* [Exercise instructions] Return the records below from the line containing "the woman standing" onward, exactly, through and including the last line.

* [Data to process]

__________

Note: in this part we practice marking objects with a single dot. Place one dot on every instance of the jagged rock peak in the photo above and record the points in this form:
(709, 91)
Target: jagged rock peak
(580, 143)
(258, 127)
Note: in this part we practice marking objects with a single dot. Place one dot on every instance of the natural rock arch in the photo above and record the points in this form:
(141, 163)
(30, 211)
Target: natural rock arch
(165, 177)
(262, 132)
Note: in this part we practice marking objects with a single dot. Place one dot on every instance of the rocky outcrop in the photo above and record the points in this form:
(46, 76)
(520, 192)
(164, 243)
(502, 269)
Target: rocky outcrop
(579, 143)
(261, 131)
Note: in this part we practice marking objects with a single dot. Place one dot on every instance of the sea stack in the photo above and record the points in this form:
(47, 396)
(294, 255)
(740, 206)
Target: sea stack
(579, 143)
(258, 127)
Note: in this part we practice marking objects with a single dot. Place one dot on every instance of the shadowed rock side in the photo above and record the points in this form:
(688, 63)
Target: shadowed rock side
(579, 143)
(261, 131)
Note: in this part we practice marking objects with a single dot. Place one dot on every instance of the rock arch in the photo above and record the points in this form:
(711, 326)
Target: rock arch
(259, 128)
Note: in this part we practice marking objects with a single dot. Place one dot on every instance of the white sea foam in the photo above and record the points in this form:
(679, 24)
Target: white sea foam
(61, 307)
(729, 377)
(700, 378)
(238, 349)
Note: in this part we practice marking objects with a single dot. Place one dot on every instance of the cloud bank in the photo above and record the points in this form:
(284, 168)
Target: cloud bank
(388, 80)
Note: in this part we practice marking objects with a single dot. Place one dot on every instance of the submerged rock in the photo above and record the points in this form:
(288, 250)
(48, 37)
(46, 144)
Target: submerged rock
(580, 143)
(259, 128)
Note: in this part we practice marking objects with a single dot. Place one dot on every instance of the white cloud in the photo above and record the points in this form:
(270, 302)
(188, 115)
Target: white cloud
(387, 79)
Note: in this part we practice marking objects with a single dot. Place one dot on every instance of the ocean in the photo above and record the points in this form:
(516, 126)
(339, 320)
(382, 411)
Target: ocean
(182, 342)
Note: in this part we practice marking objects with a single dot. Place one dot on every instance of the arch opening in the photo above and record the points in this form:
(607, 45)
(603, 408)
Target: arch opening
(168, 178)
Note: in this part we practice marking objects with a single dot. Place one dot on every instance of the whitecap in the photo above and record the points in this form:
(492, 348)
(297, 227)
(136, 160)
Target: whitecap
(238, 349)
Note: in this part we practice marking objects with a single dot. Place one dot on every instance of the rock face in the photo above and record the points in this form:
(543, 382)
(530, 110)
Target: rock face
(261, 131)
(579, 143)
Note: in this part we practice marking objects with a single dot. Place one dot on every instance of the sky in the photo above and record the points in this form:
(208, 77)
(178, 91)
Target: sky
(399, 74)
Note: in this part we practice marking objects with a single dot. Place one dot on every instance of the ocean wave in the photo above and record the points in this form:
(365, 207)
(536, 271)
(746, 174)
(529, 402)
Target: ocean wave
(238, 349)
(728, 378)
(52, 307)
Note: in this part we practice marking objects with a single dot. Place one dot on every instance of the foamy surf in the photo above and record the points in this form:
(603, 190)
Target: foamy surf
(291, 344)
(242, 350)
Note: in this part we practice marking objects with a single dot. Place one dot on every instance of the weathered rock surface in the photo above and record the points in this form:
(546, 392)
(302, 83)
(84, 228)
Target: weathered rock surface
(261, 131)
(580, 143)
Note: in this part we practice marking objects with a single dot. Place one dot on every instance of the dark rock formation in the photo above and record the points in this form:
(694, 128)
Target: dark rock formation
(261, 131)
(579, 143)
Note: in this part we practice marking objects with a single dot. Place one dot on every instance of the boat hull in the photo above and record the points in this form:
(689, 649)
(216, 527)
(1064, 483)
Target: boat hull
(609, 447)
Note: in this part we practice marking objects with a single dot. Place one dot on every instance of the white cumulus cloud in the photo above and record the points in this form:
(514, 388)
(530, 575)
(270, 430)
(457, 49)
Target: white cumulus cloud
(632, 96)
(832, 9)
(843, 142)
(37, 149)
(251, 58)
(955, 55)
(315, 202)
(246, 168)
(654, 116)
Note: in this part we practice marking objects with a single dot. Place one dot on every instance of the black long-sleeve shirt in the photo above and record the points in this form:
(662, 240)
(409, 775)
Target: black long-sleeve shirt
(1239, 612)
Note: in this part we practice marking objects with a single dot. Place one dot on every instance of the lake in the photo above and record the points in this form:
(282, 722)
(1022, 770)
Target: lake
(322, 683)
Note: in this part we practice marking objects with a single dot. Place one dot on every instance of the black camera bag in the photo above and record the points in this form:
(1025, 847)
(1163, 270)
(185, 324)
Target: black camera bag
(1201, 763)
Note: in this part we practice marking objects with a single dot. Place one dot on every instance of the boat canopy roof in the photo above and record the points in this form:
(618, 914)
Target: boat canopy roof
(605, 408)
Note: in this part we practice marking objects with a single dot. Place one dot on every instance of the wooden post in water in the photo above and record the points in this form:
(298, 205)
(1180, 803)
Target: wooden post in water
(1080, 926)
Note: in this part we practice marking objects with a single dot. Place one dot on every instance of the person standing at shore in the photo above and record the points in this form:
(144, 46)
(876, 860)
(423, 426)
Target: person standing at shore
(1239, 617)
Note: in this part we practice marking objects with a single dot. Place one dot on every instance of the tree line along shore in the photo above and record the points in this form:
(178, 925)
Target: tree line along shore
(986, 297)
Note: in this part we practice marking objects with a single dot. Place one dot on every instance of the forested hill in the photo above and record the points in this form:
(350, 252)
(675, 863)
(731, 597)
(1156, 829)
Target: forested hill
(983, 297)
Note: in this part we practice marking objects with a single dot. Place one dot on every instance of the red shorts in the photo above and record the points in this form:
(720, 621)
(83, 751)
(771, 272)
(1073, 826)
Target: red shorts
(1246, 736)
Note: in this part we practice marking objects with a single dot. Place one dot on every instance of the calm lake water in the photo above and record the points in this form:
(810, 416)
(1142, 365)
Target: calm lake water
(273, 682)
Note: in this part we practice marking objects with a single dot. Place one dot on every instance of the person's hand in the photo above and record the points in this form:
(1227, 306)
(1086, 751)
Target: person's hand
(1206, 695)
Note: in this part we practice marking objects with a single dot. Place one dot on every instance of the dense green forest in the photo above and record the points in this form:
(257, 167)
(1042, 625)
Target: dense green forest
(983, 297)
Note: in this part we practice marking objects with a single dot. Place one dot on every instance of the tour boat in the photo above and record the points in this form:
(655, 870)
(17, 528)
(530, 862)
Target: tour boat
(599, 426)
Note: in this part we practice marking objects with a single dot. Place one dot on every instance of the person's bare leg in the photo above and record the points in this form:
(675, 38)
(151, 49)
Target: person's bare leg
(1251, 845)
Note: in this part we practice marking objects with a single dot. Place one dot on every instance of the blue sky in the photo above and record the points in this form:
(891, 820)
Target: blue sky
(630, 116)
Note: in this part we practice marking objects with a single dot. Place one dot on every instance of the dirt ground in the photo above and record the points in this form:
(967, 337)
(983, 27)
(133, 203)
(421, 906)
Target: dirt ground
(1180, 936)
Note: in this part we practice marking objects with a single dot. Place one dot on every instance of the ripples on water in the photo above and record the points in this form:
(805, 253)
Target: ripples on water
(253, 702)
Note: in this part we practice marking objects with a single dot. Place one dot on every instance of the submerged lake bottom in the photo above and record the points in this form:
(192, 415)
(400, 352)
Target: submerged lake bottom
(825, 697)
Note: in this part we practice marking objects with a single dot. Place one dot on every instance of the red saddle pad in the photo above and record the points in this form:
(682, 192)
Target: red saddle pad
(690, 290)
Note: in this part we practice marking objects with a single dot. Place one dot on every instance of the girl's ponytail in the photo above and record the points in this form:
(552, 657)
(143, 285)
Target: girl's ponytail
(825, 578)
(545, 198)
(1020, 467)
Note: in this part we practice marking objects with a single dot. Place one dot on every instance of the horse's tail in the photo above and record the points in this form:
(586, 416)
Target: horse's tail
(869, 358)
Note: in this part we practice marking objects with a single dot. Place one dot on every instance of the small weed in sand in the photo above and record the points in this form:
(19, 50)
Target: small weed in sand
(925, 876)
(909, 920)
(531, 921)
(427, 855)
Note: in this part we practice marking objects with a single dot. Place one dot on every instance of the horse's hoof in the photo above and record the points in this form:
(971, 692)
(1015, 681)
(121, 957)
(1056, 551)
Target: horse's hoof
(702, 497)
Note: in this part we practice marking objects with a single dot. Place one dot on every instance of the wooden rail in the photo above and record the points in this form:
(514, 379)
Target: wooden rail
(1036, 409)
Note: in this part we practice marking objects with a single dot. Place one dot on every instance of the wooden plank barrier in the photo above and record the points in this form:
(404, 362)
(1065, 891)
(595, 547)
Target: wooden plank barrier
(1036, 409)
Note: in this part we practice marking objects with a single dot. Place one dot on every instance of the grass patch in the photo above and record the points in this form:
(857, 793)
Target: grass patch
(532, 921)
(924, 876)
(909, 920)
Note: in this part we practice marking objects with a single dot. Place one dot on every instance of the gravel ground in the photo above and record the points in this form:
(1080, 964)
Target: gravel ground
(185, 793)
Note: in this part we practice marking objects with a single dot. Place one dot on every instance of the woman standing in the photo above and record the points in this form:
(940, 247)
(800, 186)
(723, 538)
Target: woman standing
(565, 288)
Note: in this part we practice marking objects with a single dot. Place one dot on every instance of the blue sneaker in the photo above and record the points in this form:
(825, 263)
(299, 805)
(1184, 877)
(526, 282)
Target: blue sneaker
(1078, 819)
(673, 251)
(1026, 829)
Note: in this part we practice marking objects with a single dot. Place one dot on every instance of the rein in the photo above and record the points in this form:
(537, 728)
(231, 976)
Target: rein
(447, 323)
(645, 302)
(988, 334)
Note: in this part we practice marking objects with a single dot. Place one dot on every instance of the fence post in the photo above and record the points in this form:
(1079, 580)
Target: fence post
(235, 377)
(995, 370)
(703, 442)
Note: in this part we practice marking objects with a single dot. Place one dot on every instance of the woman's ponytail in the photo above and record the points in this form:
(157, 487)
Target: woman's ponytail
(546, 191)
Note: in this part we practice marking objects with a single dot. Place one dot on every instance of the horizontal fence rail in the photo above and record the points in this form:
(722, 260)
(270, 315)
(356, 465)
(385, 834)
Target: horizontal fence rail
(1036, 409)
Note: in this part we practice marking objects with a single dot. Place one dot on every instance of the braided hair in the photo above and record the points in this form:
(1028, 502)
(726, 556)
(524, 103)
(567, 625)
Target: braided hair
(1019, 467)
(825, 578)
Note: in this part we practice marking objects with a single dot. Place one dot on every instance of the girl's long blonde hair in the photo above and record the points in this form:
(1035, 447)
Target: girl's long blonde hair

__________

* [Result]
Note: in this part we practice marking objects with a single dot. Place one dot on every instance of the woman standing in the photo above and record the points in this form:
(940, 247)
(800, 186)
(723, 538)
Target: woman standing
(565, 288)
Note: in this part we practice marking objects with a single dot. Place one dot on every instance of the blue sneaker in the photo above and record the points in this form:
(825, 263)
(299, 805)
(1184, 877)
(526, 282)
Target: blue sneaker
(1078, 819)
(673, 251)
(1026, 829)
Note: in this part we practice marking objects with a single dot. Place one dot on every instance of the rein in the photo above and record the points in this form:
(537, 728)
(231, 976)
Target: rein
(447, 323)
(645, 302)
(988, 334)
Note: in this part we practice marking objects with a single dot. Place one dot on every instance of the fence post in the photo above and record the points in this form:
(1079, 580)
Target: fence post
(235, 377)
(995, 370)
(703, 442)
Note: in this part we practice marking objects with a single dot. Place one dot on every instance of the woman's ponytail in the photo above and record the points in this form:
(157, 487)
Target: woman's ponytail
(546, 191)
Note: in this part we practice marking objects with a single dot. Place one dot on every instance of the horizontal fence rail in the photo above and record the points in this form:
(722, 260)
(270, 315)
(356, 465)
(385, 834)
Target: horizontal fence rail
(1036, 409)
Note: in this part we practice marking objects with a single dot. Place one dot on every instance of the braided hair in the photo above and record the points in this form:
(1028, 502)
(726, 556)
(524, 103)
(567, 625)
Target: braided hair
(1019, 467)
(825, 578)
Note: in this part we practice marking objects with a single dot. Place one dot on every instance of the girl's long blonde hair in the photo above and record the points in this form:
(1035, 447)
Target: girl's long blonde hair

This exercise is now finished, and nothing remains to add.